Texte à lire:
Face au débat qui s’engage, nous souhaitons
rappeler que l’accueil et la solidarité envers les étrangers sont
une réalité à laquelle contribuent de très nombreux citoyens,
toutes classes sociales confondues, dans les villes comme dans les
zones rurales, et que leur engagement est exemplaire et sauve
l’honneur de la République. Nous rappelons que la France bénéficie
largement de l’arrivée des personnes étrangères, notamment pour
répondre aux besoins de main-d’œuvre non pourvus, qui se
chiffrent par dizaines de milliers, pour les entreprises qui peinent
à recruter.
Nous demandons aux parlementaires de s’emparer
de ces réalités de terrain pour formuler des propositions qui
garantissent le respect des droits fondamentaux de toutes les
personnes en situation de précarité présentes sur le territoire
national. Cela suppose des mesures volontaristes de création de
places d’hébergement de qualité et de production de logements
accessibles sur l’ensemble du territoire afin que personne ne soit
contraint de vivre à la rue et que les pouvoirs publics puissent
enfin engager, aux côtés des associations, un programme de
résorption des campements indignes qui font honte à la République.
Nous demandons également que la représentation
nationale réaffirme le principe d’accès inconditionnel aux soins
des populations précaires, sans distinction de nationalité ou de
situation administrative.
Nous proposons également que soit débattue la
possibilité d’accorder un titre de séjour aux personnes et aux
familles présentes dans l’hébergement parfois depuis des années,
afin de leur permettre l’accès à l’emploi et au logement. Une
telle mesure permettrait de répondre avec pragmatisme à la
situation de ces personnes et familles qui ne sont pas « expulsables
» mais que l’on maintient dans une précarité indigne humainement
et coûteuse pour le pays, au lieu de leur donner les moyens de
s’intégrer par le travail. Il en va de même pour les personnes,
en particulier les femmes, victimes de violences ou de la traite
humaine en France ou pendant leur parcours d’exil.

Lignes fournies:
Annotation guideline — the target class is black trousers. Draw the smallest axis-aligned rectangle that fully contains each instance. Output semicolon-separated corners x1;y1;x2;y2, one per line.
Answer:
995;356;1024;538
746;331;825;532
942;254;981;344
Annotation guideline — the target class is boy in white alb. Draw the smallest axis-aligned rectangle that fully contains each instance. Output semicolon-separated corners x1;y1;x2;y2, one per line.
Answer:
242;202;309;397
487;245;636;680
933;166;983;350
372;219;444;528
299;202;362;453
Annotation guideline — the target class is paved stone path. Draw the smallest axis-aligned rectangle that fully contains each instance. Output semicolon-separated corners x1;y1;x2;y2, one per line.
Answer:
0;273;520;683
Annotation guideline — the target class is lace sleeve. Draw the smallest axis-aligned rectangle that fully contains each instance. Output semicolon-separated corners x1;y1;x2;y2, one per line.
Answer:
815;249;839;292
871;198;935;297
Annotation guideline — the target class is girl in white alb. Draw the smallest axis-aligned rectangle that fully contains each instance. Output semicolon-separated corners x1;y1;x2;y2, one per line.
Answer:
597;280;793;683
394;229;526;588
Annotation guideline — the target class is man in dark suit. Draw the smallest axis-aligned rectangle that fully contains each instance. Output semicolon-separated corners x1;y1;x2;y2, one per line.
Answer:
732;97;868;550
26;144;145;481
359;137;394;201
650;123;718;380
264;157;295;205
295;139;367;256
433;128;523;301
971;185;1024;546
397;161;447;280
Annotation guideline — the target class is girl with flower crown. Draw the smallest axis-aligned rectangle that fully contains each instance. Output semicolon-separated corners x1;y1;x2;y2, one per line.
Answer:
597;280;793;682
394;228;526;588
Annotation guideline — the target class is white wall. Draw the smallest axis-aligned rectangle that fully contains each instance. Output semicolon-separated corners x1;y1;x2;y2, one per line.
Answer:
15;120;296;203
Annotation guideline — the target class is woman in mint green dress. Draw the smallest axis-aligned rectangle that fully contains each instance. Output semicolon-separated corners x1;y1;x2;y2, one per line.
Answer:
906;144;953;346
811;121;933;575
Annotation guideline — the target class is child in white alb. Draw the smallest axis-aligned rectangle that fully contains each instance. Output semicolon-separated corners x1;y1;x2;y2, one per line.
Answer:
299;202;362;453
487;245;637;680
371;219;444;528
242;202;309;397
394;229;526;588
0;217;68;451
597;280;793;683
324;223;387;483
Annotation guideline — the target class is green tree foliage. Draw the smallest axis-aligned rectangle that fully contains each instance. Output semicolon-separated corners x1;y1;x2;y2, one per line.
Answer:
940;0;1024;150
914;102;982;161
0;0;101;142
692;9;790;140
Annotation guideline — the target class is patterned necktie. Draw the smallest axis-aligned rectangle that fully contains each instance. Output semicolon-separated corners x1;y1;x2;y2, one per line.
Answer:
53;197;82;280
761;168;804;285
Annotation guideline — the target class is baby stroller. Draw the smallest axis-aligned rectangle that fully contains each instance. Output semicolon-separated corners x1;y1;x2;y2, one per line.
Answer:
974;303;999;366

Tâches à réaliser:
1 > Répondez à ces questions sur le texte consacré à l'accueil des étrangers :
(a) Par combien se chiffrent les besoins de main-d'œuvre non pourvus ?
(b) Quel principe la représentation nationale est-elle appelée à réaffirmer ?
(c) À quoi un titre de séjour donnerait-il accès aux personnes et familles présentes dans l'hébergement ?
2 > Réécrivez en CSV les lignes fournies, depuis leur début jusqu'à celle qui contient "942;254;981;344" incluse. Utilisez deux colonnes, « texte » et « reponse », et placez chaque énoncé avec sa réponse sur une même ligne CSV, chaque champ étant entre guillemets et les sauts de ligne étant remplacés par des espaces.
Le texte et les lignes fournies ne présentent aucun lien entre eux.

Résultats finaux:
1 >
(a) Ils se chiffrent par dizaines de milliers.
(b) Elle est appelée à réaffirmer le principe d'accès inconditionnel aux soins des populations précaires, sans distinction de nationalité ou de situation administrative.
(c) Il leur donnerait accès à l'emploi et au logement.

2 >
texte,reponse
"Annotation guideline — the target class is black trousers. Draw the smallest axis-aligned rectangle that fully contains each instance. Output semicolon-separated corners x1;y1;x2;y2, one per line. Answer:","995;356;1024;538 746;331;825;532 942;254;981;344"